--- START ---
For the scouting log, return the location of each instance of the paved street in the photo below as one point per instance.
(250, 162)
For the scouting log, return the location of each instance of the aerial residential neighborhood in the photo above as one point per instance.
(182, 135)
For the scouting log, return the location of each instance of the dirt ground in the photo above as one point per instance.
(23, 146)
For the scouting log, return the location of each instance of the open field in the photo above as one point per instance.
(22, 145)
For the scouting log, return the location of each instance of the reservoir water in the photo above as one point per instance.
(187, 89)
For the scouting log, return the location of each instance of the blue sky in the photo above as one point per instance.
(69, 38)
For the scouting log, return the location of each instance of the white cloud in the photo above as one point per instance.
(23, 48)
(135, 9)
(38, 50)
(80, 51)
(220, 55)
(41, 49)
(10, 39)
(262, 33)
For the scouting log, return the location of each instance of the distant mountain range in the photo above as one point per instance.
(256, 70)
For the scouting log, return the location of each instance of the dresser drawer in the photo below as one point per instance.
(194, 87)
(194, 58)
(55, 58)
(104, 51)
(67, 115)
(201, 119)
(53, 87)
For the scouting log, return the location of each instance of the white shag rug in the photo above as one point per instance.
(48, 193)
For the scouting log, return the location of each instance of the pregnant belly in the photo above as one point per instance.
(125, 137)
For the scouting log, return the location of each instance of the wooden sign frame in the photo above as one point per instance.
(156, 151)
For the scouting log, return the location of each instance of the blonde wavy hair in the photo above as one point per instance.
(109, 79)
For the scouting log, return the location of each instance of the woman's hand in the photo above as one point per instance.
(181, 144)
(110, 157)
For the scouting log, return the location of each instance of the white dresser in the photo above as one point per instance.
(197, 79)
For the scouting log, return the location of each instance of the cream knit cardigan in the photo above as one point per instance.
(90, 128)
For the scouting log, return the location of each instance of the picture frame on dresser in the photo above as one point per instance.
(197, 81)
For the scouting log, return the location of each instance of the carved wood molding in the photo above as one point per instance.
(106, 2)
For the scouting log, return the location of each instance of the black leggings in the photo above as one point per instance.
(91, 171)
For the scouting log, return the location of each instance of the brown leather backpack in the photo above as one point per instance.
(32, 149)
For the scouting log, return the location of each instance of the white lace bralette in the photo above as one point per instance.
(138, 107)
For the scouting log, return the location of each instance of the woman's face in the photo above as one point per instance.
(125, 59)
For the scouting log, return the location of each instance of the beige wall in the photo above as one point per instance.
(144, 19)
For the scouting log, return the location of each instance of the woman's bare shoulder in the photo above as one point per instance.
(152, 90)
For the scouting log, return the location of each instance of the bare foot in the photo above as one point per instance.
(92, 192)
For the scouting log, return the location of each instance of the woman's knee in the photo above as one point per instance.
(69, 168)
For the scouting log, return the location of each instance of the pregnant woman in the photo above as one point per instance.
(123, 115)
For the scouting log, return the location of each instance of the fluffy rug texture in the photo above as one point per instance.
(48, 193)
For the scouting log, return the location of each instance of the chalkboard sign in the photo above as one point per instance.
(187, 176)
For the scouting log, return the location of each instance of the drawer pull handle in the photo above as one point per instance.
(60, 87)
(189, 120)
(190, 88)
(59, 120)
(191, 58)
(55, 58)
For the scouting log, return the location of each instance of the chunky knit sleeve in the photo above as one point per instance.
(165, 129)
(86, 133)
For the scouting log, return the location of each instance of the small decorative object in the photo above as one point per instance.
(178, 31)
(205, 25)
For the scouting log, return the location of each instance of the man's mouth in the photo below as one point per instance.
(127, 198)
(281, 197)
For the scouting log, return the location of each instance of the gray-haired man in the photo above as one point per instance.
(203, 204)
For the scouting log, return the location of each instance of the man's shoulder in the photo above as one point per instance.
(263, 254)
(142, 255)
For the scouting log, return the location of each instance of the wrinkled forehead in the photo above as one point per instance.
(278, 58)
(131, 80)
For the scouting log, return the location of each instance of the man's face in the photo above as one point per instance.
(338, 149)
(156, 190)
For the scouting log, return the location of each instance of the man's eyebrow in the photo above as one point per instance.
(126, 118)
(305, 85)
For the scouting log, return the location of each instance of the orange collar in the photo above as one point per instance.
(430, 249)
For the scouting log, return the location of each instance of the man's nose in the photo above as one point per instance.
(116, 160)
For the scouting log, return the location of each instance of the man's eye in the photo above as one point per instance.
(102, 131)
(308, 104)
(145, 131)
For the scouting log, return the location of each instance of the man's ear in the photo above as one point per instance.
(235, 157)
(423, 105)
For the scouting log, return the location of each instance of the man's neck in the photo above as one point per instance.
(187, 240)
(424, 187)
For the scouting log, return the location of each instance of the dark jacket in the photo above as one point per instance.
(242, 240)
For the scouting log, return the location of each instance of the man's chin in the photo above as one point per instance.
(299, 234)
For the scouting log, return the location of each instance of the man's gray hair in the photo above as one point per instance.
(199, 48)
--- END ---
Print every entry exactly as it appears.

For the scouting log, return the location of each instance of the paved street in the photo below as one point per instance.
(250, 162)
For the scouting log, return the location of each instance of the aerial residential neighborhood in the photo above as one point per instance.
(182, 135)
For the scouting log, return the location of each instance of the dirt ground in the photo above as one point per instance.
(23, 146)
For the scouting log, return the location of each instance of the open field in the photo above as one point per instance.
(22, 145)
For the scouting log, return the location of each instance of the reservoir water in the photo above as one point per instance.
(187, 89)
For the scouting log, return the location of each instance of the blue sky in the photo above as one point per instance.
(69, 38)
For the scouting log, return the location of each instance of the white cloud in the photo above as one point per instance.
(23, 48)
(135, 9)
(38, 50)
(80, 51)
(220, 55)
(41, 49)
(10, 39)
(262, 33)
For the scouting log, return the location of each instance of the distant mountain range in the photo above as one point per instance.
(256, 70)
For the scouting log, return the location of each instance of the dresser drawer in the photo below as one point per instance.
(194, 87)
(194, 58)
(55, 58)
(104, 51)
(67, 115)
(201, 119)
(53, 87)
For the scouting log, return the location of each instance of the white shag rug in the photo above as one point per instance.
(48, 193)
For the scouting log, return the location of each instance of the pregnant belly in the photo above as one point per instance.
(125, 137)
For the scouting log, return the location of each instance of the wooden sign frame in the photo above as one point per instance.
(156, 151)
For the scouting log, return the location of each instance of the blonde wavy hair in the photo above as one point per instance.
(109, 79)
For the scouting log, return the location of each instance of the woman's hand in the photo above as one point per instance.
(181, 144)
(110, 157)
For the scouting log, return the location of each instance of the white dresser in the photo above as one point per instance.
(197, 79)
For the scouting log, return the location of each instance of the cream knit cardigan in the photo above as one point per instance.
(90, 128)
For the scouting log, return the location of each instance of the picture frame on dresser in the photo above as one point per instance.
(197, 81)
For the scouting log, return the location of each instance of the carved wood molding in the photo above as one point per instance.
(106, 2)
For the scouting log, return the location of each instance of the black leggings in the photo above as one point per instance.
(91, 171)
For the scouting log, return the location of each instance of the brown leather backpack in the photo above as one point per instance.
(32, 149)
For the scouting log, return the location of each instance of the white lace bralette in the photo above as one point per instance.
(138, 107)
For the scouting log, return the location of each instance of the woman's face in the photo above as one point per instance.
(125, 59)
For the scouting log, return the location of each instance of the beige wall in the photo above as one point per instance.
(144, 19)
For the scouting log, return the location of each instance of the woman's bare shoulder in the photo above as one point per instance.
(152, 90)
For the scouting log, return the location of each instance of the bare foot in the photo above as one point per instance.
(92, 192)
For the scouting log, return the location of each instance of the woman's knee in the photo above as one point per instance.
(69, 168)
For the scouting log, return the location of each instance of the pregnant woman in the photo above as one point per instance.
(123, 115)
For the scouting log, return the location of each instance of the fluffy rug texture in the photo above as one point per instance.
(48, 193)
For the scouting log, return the location of each instance of the chalkboard sign in the photo above as one point per instance.
(187, 176)
For the scouting log, return the location of each instance of the drawer pull handle in the photo above as one point per instance.
(60, 87)
(189, 120)
(190, 88)
(59, 120)
(191, 58)
(55, 58)
For the scouting log, return the location of each instance of the chunky knit sleeve in the photo above as one point per instance.
(165, 129)
(86, 133)
For the scouting log, return the location of each instance of the small decorative object in the photo above as one point per instance.
(178, 31)
(205, 25)
For the scouting log, return the location of each instance of the man's mouth in the photo below as one point per instance.
(127, 198)
(281, 197)
For the scouting log, return the location of each instance of the gray-haired man in the photo above as one point per instance.
(203, 204)
For the scouting log, return the location of each instance of the man's shoulder in the photo above as one point per instance.
(263, 254)
(142, 255)
For the scouting log, return the location of each instance of the wrinkled forehead in the photo above as one point per instance.
(278, 58)
(131, 80)
For the scouting log, return the location of each instance of the man's face in the photo above as one point per instance.
(338, 149)
(156, 190)
For the scouting log, return the location of each instance of the man's eyebrow in the photo above as one point per instance.
(126, 118)
(305, 85)
For the scouting log, return the location of each instance of the orange collar in the photo above as one point per instance.
(430, 249)
For the scouting log, return the location of each instance of the man's nose in the photo above as one point per instance.
(116, 160)
For the scouting log, return the location of each instance of the man's eye in the photo above as one point per instance.
(102, 131)
(308, 104)
(145, 131)
For the scouting log, return the location of each instance of the man's ear in the photo above as one point per instance.
(235, 157)
(423, 105)
For the scouting log, return the location of each instance of the man's neck in the photo above as one point per instance.
(187, 240)
(424, 187)
For the scouting log, return the location of each instance of the dark jacket in the photo above as one point per instance.
(242, 240)
For the scouting log, return the location of each instance of the man's chin in the photo above as one point per instance.
(299, 234)
For the scouting log, return the location of each instance of the man's gray hair in the photo above as one point per instance.
(199, 48)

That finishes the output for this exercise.